| Task details |
Repeat the lines that follow, leaving nothing out.

| Exercise input |

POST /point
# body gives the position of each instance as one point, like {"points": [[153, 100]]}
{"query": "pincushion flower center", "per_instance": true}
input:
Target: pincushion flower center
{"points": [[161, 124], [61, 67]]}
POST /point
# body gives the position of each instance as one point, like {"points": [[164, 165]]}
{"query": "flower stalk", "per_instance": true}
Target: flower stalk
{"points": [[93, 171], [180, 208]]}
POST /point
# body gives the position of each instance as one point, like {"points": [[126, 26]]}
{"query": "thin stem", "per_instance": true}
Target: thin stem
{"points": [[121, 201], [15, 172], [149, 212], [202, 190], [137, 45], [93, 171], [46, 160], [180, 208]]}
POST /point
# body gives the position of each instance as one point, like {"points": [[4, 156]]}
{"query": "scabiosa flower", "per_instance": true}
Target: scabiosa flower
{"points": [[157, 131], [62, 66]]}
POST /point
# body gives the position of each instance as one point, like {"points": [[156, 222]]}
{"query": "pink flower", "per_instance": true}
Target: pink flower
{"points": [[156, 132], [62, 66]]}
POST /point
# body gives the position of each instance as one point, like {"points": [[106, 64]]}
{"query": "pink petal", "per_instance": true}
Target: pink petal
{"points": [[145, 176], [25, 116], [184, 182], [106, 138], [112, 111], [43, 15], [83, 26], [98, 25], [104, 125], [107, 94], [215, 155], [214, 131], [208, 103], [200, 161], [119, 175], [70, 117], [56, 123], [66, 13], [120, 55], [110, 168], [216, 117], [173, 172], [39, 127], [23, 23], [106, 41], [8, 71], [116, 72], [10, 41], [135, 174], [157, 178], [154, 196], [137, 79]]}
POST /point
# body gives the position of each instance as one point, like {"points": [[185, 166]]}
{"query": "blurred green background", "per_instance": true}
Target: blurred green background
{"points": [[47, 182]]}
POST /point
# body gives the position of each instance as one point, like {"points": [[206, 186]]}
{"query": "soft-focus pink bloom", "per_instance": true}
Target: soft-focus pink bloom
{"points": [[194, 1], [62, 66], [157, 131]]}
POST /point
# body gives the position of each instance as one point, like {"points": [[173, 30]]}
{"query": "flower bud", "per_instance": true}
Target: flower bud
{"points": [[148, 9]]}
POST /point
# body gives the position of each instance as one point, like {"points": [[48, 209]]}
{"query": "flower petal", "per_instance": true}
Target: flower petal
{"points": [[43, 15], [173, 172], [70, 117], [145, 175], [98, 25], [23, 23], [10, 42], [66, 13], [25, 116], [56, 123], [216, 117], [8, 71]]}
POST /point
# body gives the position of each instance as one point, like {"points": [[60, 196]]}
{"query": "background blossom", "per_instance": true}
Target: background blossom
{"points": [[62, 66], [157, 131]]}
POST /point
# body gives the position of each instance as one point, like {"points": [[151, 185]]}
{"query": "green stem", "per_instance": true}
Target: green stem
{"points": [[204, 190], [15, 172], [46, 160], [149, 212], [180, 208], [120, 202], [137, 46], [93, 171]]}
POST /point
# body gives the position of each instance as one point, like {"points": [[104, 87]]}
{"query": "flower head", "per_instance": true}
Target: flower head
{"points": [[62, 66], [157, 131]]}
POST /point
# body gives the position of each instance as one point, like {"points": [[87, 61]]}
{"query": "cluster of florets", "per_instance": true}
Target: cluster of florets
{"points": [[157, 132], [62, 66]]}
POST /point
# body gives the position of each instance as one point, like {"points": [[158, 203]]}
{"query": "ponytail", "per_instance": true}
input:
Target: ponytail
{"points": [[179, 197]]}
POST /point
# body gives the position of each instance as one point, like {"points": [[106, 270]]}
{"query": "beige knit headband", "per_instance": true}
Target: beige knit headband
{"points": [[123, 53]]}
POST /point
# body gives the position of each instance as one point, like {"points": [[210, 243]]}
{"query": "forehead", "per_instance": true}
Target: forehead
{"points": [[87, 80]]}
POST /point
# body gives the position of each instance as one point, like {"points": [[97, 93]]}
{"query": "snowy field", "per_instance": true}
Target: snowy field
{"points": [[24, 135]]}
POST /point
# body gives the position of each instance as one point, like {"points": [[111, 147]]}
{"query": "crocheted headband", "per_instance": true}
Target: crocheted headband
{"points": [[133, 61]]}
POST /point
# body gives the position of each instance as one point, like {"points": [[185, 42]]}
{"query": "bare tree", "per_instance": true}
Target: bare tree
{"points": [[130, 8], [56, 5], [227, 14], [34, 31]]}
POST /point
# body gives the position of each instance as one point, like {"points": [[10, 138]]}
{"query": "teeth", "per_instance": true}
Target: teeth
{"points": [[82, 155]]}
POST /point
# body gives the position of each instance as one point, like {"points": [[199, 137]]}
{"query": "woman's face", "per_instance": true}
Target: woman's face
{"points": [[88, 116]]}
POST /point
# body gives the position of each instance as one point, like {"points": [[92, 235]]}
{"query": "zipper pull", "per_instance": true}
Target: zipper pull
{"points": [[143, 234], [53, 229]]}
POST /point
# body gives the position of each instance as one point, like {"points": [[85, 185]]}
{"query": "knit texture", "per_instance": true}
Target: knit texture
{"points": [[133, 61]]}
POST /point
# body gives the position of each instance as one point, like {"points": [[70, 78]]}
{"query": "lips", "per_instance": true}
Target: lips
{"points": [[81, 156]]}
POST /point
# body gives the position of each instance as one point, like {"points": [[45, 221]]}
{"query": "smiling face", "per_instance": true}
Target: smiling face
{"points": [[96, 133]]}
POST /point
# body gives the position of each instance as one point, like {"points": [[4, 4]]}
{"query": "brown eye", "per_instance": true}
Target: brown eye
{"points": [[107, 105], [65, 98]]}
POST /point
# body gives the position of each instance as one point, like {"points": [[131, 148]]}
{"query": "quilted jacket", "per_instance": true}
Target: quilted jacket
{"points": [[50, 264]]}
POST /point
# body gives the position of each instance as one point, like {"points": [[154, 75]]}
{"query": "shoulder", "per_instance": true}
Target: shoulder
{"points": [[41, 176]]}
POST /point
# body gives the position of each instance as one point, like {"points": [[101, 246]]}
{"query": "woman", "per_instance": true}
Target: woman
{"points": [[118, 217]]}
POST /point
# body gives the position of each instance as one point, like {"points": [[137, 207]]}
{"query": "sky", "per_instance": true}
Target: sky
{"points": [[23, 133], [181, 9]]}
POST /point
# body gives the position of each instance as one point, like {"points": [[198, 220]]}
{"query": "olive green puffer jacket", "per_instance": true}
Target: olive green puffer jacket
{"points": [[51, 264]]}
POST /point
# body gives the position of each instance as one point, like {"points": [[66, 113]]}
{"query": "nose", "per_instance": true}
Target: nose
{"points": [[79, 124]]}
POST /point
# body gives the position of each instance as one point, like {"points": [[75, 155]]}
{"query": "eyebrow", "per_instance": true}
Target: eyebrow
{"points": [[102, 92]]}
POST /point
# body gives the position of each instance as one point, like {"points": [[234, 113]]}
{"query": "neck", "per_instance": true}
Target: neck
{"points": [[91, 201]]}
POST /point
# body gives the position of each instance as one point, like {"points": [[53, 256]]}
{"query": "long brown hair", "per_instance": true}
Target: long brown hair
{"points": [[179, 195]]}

| Response |
POST /point
# body gives the position of each instance as one point, like {"points": [[153, 100]]}
{"query": "pincushion flower center", "per_instance": true}
input:
Target: pincushion flower center
{"points": [[161, 124], [61, 67]]}
POST /point
# body gives the position of each instance as one point, like {"points": [[164, 165]]}
{"query": "flower stalk", "per_instance": true}
Target: flower stalk
{"points": [[93, 171], [180, 208]]}
POST /point
# body gives the position of each instance as one point, like {"points": [[126, 26]]}
{"query": "thin stem", "per_instance": true}
Target: thin stem
{"points": [[121, 201], [15, 172], [149, 212], [202, 190], [137, 45], [93, 171], [46, 160], [180, 208]]}
POST /point
# body gives the position of each instance as one point, like {"points": [[4, 156]]}
{"query": "scabiosa flower", "per_instance": true}
Target: scabiosa flower
{"points": [[157, 131], [62, 66]]}
POST /point
# body gives the position of each instance as one point, like {"points": [[156, 222]]}
{"query": "pink flower", "per_instance": true}
Target: pink flower
{"points": [[156, 132], [62, 66]]}
POST /point
# body gives the position of each instance as one point, like {"points": [[106, 64]]}
{"query": "pink petal", "per_instance": true}
Target: pink petal
{"points": [[145, 176], [25, 116], [184, 182], [106, 138], [112, 111], [43, 15], [83, 26], [98, 25], [104, 125], [107, 94], [215, 155], [214, 131], [208, 103], [200, 161], [119, 175], [70, 117], [56, 123], [66, 13], [120, 55], [110, 168], [216, 117], [173, 172], [39, 127], [23, 23], [106, 41], [8, 71], [116, 72], [10, 41], [135, 174], [157, 178], [154, 196], [137, 79]]}
POST /point
# body gives the position of each instance as one point, like {"points": [[185, 166]]}
{"query": "blurred green background", "per_instance": true}
Target: blurred green background
{"points": [[47, 182]]}
POST /point
# body gives the position of each instance as one point, like {"points": [[206, 186]]}
{"query": "soft-focus pink bloom", "per_instance": true}
Target: soft-focus pink bloom
{"points": [[194, 1], [62, 66], [157, 131]]}
POST /point
# body gives the position of each instance as one point, like {"points": [[173, 30]]}
{"query": "flower bud", "per_instance": true}
Target: flower bud
{"points": [[148, 9]]}
POST /point
# body gives the position of each instance as one point, like {"points": [[48, 209]]}
{"query": "flower petal", "per_instance": true}
Target: flower petal
{"points": [[43, 15], [173, 172], [70, 117], [145, 175], [98, 25], [23, 23], [10, 42], [66, 13], [25, 116], [56, 123], [216, 117], [8, 71]]}
POST /point
# body gives the position of each instance as one point, like {"points": [[60, 196]]}
{"query": "background blossom", "per_instance": true}
Target: background blossom
{"points": [[62, 66], [157, 131]]}
POST /point
# body gives the position of each instance as one point, like {"points": [[151, 185]]}
{"query": "green stem", "per_instance": true}
Target: green stem
{"points": [[204, 190], [15, 172], [46, 160], [149, 212], [180, 208], [120, 202], [137, 46], [93, 171]]}
POST /point
# body gives the position of each instance as one point, like {"points": [[104, 87]]}
{"query": "flower head", "per_instance": true}
Target: flower head
{"points": [[62, 66], [157, 131]]}
POST /point
# body gives the position of each instance as one point, like {"points": [[87, 61]]}
{"query": "cluster of florets", "per_instance": true}
Target: cluster of florets
{"points": [[157, 132], [62, 66]]}
POST /point
# body gives the position of each instance as one point, like {"points": [[158, 203]]}
{"query": "ponytail", "per_instance": true}
input:
Target: ponytail
{"points": [[179, 197]]}
POST /point
# body gives the position of each instance as one point, like {"points": [[106, 270]]}
{"query": "beige knit headband", "per_instance": true}
Target: beige knit headband
{"points": [[123, 53]]}
POST /point
# body gives the position of each instance as one point, like {"points": [[210, 243]]}
{"query": "forehead", "per_instance": true}
Target: forehead
{"points": [[87, 80]]}
POST /point
# body gives the position of each instance as one point, like {"points": [[97, 93]]}
{"query": "snowy field", "per_instance": true}
Target: snowy field
{"points": [[24, 135]]}
POST /point
# body gives the position of each instance as one point, like {"points": [[111, 147]]}
{"query": "crocheted headband", "per_instance": true}
Target: crocheted headband
{"points": [[133, 61]]}
POST /point
# body gives the position of each instance as one point, like {"points": [[185, 42]]}
{"query": "bare tree", "per_instance": true}
Target: bare tree
{"points": [[130, 8], [56, 5], [227, 14], [34, 31]]}
POST /point
# body gives the position of each instance as one point, like {"points": [[10, 138]]}
{"query": "teeth", "per_instance": true}
Target: teeth
{"points": [[82, 155]]}
POST /point
# body gives the position of each instance as one point, like {"points": [[199, 137]]}
{"query": "woman's face", "per_instance": true}
Target: woman's face
{"points": [[88, 116]]}
POST /point
# body gives the position of each instance as one point, like {"points": [[92, 235]]}
{"query": "zipper pull", "per_instance": true}
Target: zipper pull
{"points": [[143, 234], [53, 229]]}
POST /point
# body gives the position of each instance as one point, like {"points": [[85, 185]]}
{"query": "knit texture", "per_instance": true}
Target: knit texture
{"points": [[133, 61]]}
POST /point
# body gives the position of each instance as one point, like {"points": [[70, 78]]}
{"query": "lips", "per_instance": true}
Target: lips
{"points": [[81, 156]]}
POST /point
# body gives the position of each instance as one point, like {"points": [[45, 221]]}
{"query": "smiling face", "per_instance": true}
Target: smiling face
{"points": [[96, 133]]}
POST /point
# body gives the position of each instance as one point, like {"points": [[4, 4]]}
{"query": "brown eye", "per_instance": true}
Target: brown eye
{"points": [[107, 105], [65, 98]]}
POST /point
# body gives the position of each instance as one point, like {"points": [[131, 148]]}
{"query": "quilted jacket", "per_instance": true}
Target: quilted jacket
{"points": [[50, 264]]}
POST /point
# body gives the position of each instance as one point, like {"points": [[154, 75]]}
{"query": "shoulder", "per_instance": true}
Target: shoulder
{"points": [[41, 176]]}
POST /point
# body gives the position of each instance as one point, like {"points": [[101, 246]]}
{"query": "woman", "per_instance": true}
Target: woman
{"points": [[118, 217]]}
POST /point
# body gives the position of each instance as one point, like {"points": [[137, 207]]}
{"query": "sky", "per_instance": true}
Target: sky
{"points": [[23, 133], [181, 9]]}
POST /point
# body gives the position of each instance as one point, like {"points": [[198, 220]]}
{"query": "olive green puffer jacket", "per_instance": true}
Target: olive green puffer jacket
{"points": [[51, 264]]}
POST /point
# body gives the position of each instance as one point, like {"points": [[66, 113]]}
{"query": "nose", "per_instance": true}
Target: nose
{"points": [[79, 124]]}
POST /point
# body gives the position of each instance as one point, like {"points": [[75, 155]]}
{"query": "eyebrow", "per_instance": true}
Target: eyebrow
{"points": [[102, 92]]}
POST /point
# body gives the position of each instance as one point, like {"points": [[234, 113]]}
{"query": "neck", "per_instance": true}
Target: neck
{"points": [[91, 201]]}
POST /point
# body gives the position of each instance as one point, like {"points": [[53, 256]]}
{"query": "long brown hair", "per_instance": true}
Target: long brown hair
{"points": [[179, 195]]}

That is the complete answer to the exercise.